Count the lines in the records below that contain the string "surface", and reply with the number alone.

:: Provided material ::

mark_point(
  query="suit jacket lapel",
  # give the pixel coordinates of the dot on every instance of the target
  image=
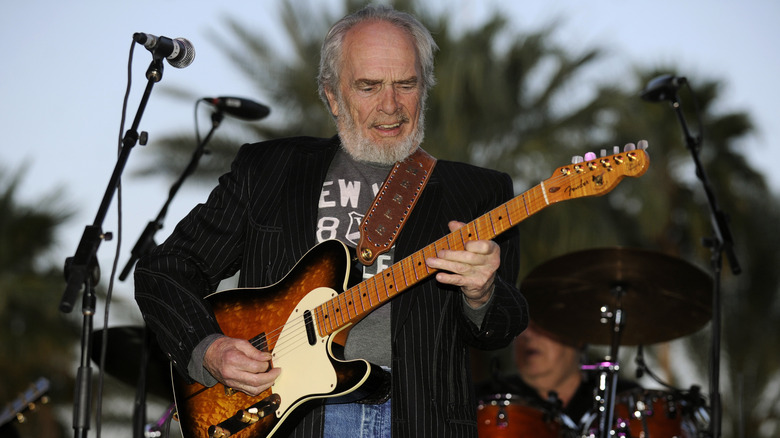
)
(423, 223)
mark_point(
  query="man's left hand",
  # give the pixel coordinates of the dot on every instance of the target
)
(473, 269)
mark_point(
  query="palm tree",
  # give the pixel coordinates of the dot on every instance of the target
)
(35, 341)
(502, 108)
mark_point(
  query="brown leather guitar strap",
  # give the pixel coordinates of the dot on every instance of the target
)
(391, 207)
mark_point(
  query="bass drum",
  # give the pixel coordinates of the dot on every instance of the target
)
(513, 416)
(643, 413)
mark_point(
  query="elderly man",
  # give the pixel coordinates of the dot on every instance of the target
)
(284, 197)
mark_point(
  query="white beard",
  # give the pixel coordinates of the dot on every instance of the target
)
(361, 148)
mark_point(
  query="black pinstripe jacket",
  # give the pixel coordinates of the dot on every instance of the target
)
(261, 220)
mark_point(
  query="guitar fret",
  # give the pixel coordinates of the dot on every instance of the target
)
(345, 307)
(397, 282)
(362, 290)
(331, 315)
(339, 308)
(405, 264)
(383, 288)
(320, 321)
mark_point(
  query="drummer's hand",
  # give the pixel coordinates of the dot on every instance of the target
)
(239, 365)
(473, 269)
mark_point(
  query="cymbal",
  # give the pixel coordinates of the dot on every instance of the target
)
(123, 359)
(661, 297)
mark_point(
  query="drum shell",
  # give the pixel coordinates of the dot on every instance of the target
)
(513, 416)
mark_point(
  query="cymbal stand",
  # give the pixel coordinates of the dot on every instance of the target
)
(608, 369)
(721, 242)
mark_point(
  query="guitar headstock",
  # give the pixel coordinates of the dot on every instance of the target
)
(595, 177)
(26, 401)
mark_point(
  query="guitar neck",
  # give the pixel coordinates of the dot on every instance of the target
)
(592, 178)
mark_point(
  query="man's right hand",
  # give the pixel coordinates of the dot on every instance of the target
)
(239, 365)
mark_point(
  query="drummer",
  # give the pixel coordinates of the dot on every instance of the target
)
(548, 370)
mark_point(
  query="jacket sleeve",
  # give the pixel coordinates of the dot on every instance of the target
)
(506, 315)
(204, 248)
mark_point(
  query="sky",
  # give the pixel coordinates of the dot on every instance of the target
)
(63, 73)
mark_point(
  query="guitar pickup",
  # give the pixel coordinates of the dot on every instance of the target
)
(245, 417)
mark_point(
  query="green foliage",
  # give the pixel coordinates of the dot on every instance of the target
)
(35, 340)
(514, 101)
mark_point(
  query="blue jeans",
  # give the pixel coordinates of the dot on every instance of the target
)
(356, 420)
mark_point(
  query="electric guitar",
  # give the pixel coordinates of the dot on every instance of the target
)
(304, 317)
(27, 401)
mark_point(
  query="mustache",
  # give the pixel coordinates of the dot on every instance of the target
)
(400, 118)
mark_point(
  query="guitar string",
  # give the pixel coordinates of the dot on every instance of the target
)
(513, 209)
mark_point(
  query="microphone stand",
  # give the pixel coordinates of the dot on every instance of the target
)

:::
:: Provided material ::

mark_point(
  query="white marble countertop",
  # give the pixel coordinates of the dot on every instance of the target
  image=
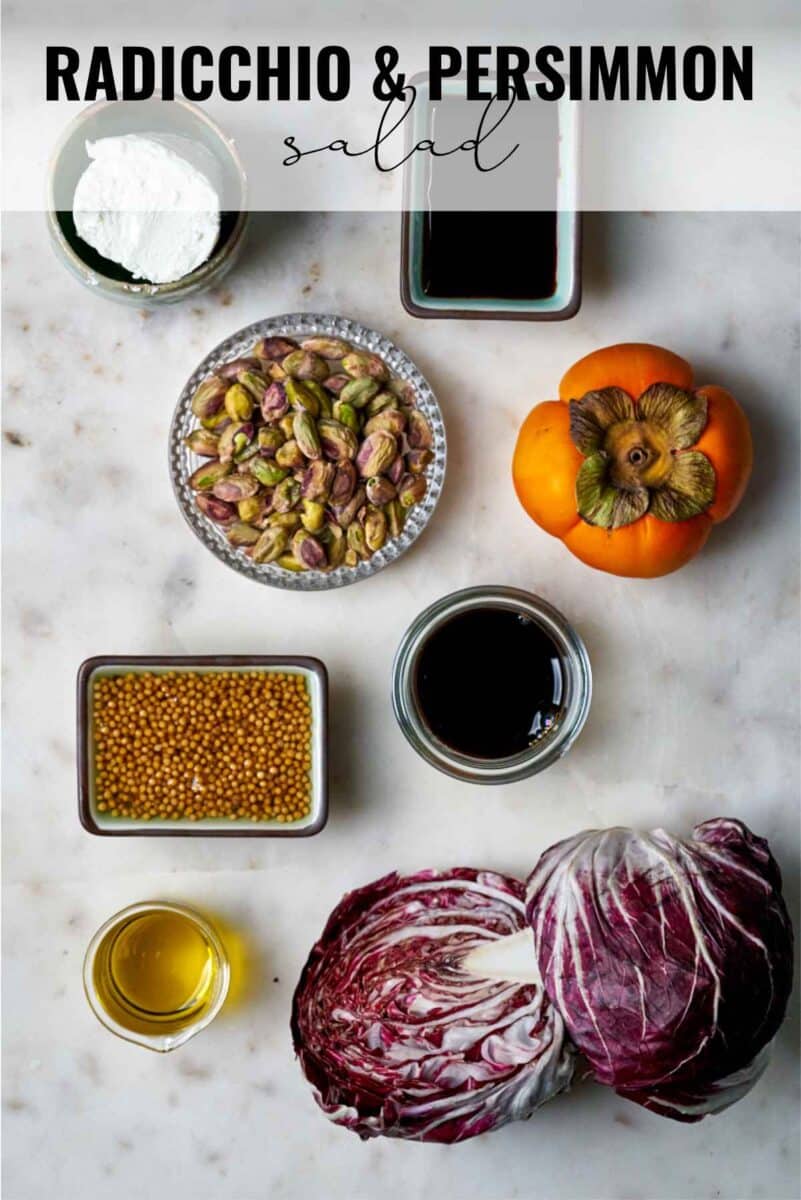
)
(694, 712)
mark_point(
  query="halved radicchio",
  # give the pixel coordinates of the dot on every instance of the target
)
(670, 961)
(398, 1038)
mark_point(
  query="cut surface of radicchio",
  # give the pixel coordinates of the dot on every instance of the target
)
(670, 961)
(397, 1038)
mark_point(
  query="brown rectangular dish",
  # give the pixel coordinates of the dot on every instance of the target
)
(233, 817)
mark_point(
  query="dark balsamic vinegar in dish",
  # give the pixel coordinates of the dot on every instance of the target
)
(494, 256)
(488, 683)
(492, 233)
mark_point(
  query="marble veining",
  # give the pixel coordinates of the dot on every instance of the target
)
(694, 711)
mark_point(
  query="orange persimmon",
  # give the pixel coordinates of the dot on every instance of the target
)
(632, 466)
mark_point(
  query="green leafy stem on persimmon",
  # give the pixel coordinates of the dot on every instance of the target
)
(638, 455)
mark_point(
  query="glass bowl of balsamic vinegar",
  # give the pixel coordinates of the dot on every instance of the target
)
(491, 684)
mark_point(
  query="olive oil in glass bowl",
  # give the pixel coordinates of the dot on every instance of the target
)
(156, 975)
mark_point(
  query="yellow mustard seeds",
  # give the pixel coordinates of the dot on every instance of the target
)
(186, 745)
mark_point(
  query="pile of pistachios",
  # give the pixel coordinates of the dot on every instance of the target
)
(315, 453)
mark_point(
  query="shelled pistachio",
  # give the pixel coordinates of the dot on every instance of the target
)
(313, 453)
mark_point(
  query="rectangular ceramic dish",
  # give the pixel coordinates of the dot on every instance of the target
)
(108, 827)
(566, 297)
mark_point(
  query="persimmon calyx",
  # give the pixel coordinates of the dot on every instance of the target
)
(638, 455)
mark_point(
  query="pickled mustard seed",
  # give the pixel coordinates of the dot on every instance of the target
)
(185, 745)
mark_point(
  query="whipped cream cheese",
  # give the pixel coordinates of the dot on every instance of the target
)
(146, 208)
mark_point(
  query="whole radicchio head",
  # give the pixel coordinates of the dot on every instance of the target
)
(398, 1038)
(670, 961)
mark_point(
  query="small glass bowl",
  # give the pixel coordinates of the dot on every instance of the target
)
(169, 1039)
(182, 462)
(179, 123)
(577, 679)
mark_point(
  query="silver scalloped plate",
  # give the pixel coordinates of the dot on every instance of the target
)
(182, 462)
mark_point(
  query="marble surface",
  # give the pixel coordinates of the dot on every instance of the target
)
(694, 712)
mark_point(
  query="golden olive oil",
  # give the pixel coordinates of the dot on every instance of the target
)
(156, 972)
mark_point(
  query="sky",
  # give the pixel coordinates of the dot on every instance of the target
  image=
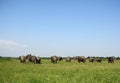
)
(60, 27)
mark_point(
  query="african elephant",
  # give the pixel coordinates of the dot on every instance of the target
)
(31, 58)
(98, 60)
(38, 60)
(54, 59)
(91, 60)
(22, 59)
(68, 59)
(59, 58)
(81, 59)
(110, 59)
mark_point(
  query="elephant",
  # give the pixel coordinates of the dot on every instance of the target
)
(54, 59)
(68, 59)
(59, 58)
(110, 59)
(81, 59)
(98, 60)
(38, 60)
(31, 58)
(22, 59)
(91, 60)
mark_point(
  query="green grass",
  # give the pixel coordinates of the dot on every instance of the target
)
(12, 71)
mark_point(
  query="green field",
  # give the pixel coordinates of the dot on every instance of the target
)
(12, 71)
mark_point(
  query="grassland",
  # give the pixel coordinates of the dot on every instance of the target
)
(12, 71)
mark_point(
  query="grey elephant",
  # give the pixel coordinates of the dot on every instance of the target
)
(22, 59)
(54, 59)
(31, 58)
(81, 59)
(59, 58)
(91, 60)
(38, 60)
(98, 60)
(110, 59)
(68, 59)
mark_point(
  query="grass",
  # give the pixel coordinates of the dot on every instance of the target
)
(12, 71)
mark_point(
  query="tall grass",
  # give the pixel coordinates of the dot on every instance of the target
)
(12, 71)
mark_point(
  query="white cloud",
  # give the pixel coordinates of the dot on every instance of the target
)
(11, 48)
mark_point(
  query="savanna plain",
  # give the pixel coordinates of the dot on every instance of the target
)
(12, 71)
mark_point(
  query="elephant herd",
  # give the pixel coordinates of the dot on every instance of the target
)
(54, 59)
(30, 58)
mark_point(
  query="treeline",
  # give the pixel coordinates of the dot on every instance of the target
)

:::

▸ **Exercise output**: 2